Objective: List every line in the items below that contains the word "white". Case counts.
--- Begin ---
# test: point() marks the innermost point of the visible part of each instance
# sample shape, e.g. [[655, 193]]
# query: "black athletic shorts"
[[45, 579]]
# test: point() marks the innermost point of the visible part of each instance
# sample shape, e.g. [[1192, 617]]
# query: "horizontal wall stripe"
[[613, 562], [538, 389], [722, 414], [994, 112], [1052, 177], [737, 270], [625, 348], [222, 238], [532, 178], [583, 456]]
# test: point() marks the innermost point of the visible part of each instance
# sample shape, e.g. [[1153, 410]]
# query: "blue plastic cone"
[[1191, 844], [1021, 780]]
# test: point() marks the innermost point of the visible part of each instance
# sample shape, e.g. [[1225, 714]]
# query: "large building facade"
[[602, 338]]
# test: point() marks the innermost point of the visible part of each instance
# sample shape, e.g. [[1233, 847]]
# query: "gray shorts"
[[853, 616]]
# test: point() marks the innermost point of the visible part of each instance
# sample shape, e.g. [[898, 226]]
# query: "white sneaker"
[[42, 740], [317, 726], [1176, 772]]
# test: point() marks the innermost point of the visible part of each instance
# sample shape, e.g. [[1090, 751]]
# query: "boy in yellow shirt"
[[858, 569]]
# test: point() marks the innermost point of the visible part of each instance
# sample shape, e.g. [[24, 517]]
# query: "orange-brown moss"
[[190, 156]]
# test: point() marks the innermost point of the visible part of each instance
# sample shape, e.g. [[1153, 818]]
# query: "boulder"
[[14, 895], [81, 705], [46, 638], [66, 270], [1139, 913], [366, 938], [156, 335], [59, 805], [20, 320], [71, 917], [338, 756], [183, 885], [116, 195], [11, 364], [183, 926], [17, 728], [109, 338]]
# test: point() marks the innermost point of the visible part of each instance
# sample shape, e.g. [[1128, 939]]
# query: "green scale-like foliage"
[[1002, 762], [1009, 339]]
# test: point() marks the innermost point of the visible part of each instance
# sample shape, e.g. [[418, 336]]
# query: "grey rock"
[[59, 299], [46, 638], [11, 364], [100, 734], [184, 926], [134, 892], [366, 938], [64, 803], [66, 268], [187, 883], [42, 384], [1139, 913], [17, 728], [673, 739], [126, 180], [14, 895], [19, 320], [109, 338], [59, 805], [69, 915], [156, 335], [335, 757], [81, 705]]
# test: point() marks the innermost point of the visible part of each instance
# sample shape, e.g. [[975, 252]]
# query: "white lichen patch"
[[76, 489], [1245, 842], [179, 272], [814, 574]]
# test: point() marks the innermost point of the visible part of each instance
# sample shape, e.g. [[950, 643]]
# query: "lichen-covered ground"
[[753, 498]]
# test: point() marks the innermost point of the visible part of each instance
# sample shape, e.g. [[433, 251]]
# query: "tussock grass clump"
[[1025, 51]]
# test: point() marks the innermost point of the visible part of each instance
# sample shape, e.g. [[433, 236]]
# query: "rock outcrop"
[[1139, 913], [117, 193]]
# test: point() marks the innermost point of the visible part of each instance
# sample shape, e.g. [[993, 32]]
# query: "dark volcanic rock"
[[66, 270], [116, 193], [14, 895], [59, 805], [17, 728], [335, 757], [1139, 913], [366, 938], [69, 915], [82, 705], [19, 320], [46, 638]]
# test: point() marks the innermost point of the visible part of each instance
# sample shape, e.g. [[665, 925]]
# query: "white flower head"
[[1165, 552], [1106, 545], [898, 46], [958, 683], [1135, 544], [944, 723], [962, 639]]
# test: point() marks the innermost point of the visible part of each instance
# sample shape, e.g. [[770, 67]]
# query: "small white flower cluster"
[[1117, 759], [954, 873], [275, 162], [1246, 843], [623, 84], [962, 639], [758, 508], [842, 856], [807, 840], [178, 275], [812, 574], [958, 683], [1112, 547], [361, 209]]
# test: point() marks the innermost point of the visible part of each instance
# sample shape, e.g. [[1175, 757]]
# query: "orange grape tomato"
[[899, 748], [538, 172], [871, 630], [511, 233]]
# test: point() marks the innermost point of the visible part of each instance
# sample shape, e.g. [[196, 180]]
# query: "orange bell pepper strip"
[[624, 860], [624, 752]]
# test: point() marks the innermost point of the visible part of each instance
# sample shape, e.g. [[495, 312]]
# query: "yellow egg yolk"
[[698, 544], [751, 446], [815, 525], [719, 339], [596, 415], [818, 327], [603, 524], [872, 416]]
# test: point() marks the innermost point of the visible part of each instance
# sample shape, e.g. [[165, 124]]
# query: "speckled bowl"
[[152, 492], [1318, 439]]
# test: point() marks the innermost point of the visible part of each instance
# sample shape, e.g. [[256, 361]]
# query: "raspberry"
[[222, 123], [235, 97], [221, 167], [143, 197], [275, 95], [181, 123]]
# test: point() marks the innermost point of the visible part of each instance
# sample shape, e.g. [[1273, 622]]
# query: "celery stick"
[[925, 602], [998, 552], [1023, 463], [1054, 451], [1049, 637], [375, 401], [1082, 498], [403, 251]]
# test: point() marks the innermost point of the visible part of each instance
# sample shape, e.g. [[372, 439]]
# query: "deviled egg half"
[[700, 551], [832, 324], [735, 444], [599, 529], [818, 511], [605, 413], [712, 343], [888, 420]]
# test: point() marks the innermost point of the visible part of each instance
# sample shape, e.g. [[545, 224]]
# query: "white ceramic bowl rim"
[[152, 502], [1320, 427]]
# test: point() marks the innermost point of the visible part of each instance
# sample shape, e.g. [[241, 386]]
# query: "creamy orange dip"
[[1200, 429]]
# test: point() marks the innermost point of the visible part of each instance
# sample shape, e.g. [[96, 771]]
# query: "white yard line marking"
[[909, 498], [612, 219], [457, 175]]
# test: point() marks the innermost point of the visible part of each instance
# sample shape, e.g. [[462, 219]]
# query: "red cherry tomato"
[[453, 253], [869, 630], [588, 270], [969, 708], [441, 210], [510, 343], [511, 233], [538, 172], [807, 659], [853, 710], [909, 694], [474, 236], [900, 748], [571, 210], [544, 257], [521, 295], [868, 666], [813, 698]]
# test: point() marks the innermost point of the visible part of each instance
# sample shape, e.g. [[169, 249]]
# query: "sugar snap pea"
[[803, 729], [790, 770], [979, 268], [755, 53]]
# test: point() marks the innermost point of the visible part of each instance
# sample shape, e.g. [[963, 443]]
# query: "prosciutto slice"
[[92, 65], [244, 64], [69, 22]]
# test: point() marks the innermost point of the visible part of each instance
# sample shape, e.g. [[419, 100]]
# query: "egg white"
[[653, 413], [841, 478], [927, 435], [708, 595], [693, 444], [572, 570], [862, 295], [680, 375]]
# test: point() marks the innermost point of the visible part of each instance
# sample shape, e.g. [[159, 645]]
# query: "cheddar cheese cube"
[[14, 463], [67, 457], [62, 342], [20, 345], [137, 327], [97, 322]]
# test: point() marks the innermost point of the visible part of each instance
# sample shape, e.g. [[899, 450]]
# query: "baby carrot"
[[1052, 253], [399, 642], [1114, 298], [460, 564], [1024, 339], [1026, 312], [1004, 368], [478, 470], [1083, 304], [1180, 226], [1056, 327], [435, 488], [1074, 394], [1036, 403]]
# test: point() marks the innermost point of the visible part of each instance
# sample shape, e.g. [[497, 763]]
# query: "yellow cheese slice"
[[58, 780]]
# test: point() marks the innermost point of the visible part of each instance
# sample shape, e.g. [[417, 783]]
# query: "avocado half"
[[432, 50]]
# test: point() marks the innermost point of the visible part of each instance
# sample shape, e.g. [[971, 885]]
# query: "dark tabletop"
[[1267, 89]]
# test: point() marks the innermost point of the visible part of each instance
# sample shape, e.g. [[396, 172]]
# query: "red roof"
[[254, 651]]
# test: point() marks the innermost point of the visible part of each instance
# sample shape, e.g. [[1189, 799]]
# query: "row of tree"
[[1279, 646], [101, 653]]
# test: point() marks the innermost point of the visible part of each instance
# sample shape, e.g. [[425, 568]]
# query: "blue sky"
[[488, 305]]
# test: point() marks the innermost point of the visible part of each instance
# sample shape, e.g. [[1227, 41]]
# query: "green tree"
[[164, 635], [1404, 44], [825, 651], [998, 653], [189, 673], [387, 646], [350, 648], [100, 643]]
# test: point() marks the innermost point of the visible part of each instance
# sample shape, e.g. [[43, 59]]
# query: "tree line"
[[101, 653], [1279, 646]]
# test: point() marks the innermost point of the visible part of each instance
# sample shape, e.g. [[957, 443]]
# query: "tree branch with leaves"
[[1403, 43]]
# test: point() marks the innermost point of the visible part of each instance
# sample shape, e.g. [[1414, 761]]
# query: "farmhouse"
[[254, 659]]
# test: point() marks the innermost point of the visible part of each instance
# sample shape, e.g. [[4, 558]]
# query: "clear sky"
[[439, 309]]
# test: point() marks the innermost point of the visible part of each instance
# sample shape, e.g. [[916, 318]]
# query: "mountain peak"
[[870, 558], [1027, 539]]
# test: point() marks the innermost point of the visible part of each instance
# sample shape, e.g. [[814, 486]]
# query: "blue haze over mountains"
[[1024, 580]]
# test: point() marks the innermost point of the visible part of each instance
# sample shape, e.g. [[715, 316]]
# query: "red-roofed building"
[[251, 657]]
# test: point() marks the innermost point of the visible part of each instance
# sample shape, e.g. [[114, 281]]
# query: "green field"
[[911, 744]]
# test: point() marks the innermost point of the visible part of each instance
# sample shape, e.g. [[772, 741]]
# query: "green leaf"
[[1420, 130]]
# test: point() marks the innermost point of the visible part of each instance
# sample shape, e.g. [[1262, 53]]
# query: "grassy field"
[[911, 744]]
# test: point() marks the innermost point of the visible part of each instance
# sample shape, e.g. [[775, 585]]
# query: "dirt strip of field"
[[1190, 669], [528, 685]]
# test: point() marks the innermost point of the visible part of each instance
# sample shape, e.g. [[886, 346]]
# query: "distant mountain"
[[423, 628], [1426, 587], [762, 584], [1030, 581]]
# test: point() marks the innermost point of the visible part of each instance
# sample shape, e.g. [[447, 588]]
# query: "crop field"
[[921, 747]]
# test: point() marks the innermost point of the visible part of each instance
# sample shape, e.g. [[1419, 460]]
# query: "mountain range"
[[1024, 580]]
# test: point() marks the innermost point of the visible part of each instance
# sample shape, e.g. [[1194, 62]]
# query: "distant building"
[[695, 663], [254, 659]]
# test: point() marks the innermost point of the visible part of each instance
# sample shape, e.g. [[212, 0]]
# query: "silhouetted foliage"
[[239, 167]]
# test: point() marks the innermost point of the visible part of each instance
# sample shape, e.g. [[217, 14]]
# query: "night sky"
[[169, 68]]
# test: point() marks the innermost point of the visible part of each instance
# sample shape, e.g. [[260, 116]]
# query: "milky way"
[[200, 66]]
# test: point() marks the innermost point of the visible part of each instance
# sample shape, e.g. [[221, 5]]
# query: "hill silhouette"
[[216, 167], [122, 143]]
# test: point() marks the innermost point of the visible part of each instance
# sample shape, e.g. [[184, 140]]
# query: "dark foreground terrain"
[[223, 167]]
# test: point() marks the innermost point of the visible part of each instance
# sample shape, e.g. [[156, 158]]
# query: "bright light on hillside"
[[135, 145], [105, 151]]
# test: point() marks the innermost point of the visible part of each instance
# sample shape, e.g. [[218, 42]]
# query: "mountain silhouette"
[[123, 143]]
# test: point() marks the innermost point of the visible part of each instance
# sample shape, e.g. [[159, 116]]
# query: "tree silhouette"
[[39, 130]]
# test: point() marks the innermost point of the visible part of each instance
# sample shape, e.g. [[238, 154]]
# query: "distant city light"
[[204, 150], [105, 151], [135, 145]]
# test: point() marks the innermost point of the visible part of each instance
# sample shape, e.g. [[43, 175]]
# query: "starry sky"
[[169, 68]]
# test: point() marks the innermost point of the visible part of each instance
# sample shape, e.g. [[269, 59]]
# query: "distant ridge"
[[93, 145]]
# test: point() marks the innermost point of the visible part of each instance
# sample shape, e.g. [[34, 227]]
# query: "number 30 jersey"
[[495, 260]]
--- End ---
Correct result:
# query: "white sneaker"
# query: "white lichen patch"
# query: "white flower head"
# query: "small white flower cluster"
# query: "white ceramic bowl rim"
# query: "white yard line marking"
# query: "egg white"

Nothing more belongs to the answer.